» The task
Repeat each line word for word.

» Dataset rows
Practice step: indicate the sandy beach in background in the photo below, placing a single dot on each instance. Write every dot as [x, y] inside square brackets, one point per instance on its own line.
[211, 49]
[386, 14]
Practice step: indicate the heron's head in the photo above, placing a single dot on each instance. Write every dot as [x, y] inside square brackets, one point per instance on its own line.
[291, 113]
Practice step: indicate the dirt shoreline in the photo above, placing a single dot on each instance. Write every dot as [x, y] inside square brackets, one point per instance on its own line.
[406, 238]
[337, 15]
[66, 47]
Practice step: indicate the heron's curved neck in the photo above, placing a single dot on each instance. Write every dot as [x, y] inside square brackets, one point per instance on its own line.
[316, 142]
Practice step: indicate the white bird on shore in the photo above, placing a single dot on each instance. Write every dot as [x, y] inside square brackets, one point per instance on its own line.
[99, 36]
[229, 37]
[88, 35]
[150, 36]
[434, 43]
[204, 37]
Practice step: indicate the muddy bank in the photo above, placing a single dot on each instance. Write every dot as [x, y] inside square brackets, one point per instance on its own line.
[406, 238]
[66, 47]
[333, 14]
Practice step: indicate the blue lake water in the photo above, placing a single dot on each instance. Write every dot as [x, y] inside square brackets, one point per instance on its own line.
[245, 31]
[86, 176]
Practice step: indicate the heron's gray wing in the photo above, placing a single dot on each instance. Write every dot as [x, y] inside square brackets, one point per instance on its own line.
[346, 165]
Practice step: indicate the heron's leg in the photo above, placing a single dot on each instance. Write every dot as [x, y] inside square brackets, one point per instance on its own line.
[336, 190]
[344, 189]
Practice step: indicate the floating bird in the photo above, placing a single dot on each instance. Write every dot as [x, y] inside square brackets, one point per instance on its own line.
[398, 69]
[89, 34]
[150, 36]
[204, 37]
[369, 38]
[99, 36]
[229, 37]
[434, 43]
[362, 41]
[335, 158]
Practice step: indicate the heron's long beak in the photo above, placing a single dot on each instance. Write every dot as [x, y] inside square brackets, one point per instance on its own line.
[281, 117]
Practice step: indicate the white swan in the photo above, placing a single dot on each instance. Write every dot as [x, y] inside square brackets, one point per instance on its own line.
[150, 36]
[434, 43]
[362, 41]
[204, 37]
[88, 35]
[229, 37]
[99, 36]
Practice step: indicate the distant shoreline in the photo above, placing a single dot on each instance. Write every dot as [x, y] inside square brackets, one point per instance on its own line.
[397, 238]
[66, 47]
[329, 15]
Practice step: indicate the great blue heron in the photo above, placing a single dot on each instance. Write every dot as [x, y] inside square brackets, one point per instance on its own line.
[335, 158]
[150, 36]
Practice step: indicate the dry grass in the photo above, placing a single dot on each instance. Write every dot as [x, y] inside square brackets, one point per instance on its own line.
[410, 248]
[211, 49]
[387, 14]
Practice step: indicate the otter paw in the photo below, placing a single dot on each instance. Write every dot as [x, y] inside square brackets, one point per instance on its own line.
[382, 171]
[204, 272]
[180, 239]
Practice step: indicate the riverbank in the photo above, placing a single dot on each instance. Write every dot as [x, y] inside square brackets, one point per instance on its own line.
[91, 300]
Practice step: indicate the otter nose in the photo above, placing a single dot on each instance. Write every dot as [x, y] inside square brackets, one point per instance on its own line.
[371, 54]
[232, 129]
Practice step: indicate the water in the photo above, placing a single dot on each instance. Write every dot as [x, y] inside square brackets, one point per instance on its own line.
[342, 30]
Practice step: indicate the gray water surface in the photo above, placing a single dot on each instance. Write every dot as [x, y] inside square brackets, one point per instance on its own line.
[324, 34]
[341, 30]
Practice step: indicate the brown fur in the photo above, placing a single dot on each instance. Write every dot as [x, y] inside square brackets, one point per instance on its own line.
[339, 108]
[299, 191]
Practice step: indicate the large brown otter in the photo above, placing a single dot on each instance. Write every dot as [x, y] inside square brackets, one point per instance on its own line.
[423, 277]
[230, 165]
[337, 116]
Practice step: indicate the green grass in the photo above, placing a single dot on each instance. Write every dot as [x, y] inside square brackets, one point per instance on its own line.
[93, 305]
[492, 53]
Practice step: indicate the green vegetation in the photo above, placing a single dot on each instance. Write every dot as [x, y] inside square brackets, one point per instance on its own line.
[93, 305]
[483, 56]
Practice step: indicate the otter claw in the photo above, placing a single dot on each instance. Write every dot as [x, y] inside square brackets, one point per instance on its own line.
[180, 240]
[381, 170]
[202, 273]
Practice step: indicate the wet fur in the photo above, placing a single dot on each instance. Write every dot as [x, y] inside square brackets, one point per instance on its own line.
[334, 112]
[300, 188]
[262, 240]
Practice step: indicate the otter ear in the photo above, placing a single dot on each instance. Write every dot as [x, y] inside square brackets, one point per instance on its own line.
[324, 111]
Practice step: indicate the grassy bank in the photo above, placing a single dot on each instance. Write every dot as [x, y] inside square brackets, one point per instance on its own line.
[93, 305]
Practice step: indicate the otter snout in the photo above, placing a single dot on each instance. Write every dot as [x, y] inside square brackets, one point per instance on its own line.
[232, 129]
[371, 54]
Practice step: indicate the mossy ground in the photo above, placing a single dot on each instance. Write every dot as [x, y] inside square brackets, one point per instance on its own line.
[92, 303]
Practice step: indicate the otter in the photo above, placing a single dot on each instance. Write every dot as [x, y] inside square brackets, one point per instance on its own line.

» Written response
Practice step: indicate the sandy beach in background in the photo below, placing a single dot on each instance. Write every dot as [x, y] inside square brackets, one point per instance on its own line.
[211, 49]
[386, 14]
Practice step: indicate the heron's head in the photo above, placing a single dot on each instance. Write every dot as [x, y] inside square brackets, one point per instance on its own line.
[291, 113]
Practice step: indicate the dirt shoreline in the photo above, placing a single dot on each instance. Write every dot as [x, y] inside square brackets, one point per instance on its own line.
[406, 238]
[337, 15]
[66, 47]
Practice step: indicate the heron's curved neck in the photo above, placing a single dot on each instance. Write every dot as [x, y] inside square brackets, one point per instance on its own line.
[316, 142]
Practice step: indicate the white bird on shore in the photo above, placing a single dot on each instance. Write every dot as [x, y] inside square brackets, one point per instance on its own line.
[99, 36]
[229, 37]
[88, 35]
[150, 36]
[434, 43]
[204, 37]
Practice step: indicate the muddy bank in the photo above, placing a single dot on each instance. Write every dot as [x, y] inside square brackets, one point per instance on its own line.
[406, 238]
[66, 47]
[333, 14]
Practice step: indicate the blue lake water in the photo above, placing a single dot on each instance. Write every dot as [x, y] inside square brackets, one point per instance on its own line.
[245, 31]
[86, 176]
Practice step: indicate the heron's gray wing in the photo above, placing a single dot on each instance. Write every dot as [x, y] inside square brackets, one point per instance on its own line.
[346, 165]
Practice step: indicate the heron's leg in the photo above, placing a single dot on each instance. Write every dot as [x, y] inside square brackets, one point per instance on its own line.
[336, 190]
[344, 189]
Practice step: indicate the floating bird in the photo above, placing a single dot on each instance. Write every dot as [x, y] inside square brackets, one point per instance on its own line.
[398, 69]
[89, 34]
[150, 36]
[204, 37]
[369, 38]
[99, 36]
[229, 37]
[434, 43]
[362, 41]
[335, 158]
Practice step: indicate the heron's long beak in the photo above, placing a single dot on each instance. Write every dot as [x, y] inside square brackets, one point per instance on its own line.
[281, 117]
Practice step: indicate the white swan in the photo above, placing a single dot on each instance. Write every dot as [x, y] inside square brackets, one point per instance on its own line.
[150, 36]
[434, 43]
[362, 41]
[204, 37]
[88, 35]
[229, 37]
[99, 36]
Practice step: indicate the distant shoreline in the photo above, placing a single dot on each instance. Write every dot as [x, y] inside square brackets, one point per instance on its own line.
[397, 238]
[66, 47]
[329, 15]
Practice step: indicate the great blue heron in the photo above, placing a single dot on each instance. Write every dot as [x, y] inside square brackets, one point per instance on its own line.
[335, 158]
[150, 36]
Practice step: indicate the dry grass in the photo above, placing a single dot on each instance. Write every dot as [x, y] inside square brackets, one point per instance on its own line.
[410, 248]
[211, 49]
[387, 14]
Practice step: indicate the otter paw in the photo below, placing a single dot on each instance. Write every dot as [x, y] inside square brackets, one point per instance on its own line.
[382, 171]
[204, 272]
[180, 239]
Practice step: indicate the riverbank in the photo above, placing a single dot on each instance. Write every dot as [x, y] inside square brackets, one point per instance on its own line.
[91, 300]
Practice step: indicate the otter nose in the photo above, placing a single dot on each instance. Write every dot as [x, y] inside square brackets, one point per instance on its own line.
[371, 54]
[232, 129]
Practice step: indicate the water in the photo above, placing a single dot on each instance. Write every dot as [x, y] inside square brackets, one point per instance on its own line.
[342, 30]
Practice step: indicate the gray water surface in the photo above, placing a single dot on each instance. Write every dot as [x, y] inside square brackets, one point per instance on its own line.
[324, 34]
[341, 30]
Practice step: indicate the brown fur in the photo above, placing a single dot on each instance. Write every dot as [x, y] inside square brackets, one point per instance on its own line.
[339, 108]
[299, 191]
Practice step: indicate the large brown otter in the photo above, placing a single dot on each instance. Write every dot as [x, y] inside square brackets, one point per instance on its own line.
[423, 277]
[230, 165]
[337, 116]
Practice step: indicate the green grass in the photo above, placing a single dot on each instance. Write every dot as [x, y] inside square brackets, one point per instance on its own line.
[93, 305]
[492, 53]
Practice step: indicate the green vegetation in the photo above, placing a single dot on each instance. Write every dot as [x, y] inside square brackets, one point per instance on its own line.
[93, 305]
[483, 56]
Practice step: indicate the otter claw in the photo above, placing a single dot on each instance. Write every dot as [x, y] inside square brackets, one point per instance on its own line.
[180, 240]
[381, 170]
[202, 273]
Practice step: indicate the wet fur in the photo above, placing a single dot on each instance. Write every dot as [x, y] inside square brackets, one point per instance on its own line.
[334, 112]
[300, 188]
[262, 240]
Practice step: indicate the otter ear in the photo above, placing a single dot on each instance. Write every dot as [x, y] inside square brackets, one point per instance on its own line.
[324, 111]
Practice step: indicate the grassy bank in the photo above, placing a single dot on each instance. Write every dot as [x, y] inside square brackets, one point per instance on its own line.
[93, 305]
Practice step: indicate the otter snout in the photo above, placing a single dot on each instance. Write every dot as [x, y] inside square brackets, one point per instance on its own line.
[232, 129]
[371, 54]
Practice step: indicate the mossy ground in the photo above, placing a single dot on each instance. Write every dot as [x, y] inside square brackets, one point per instance on its own line.
[92, 303]
Practice step: indicate the otter in the photo above, placing a single dot on each instance. Write every dot as [x, y] inside square brackets, one point per instance on its own line.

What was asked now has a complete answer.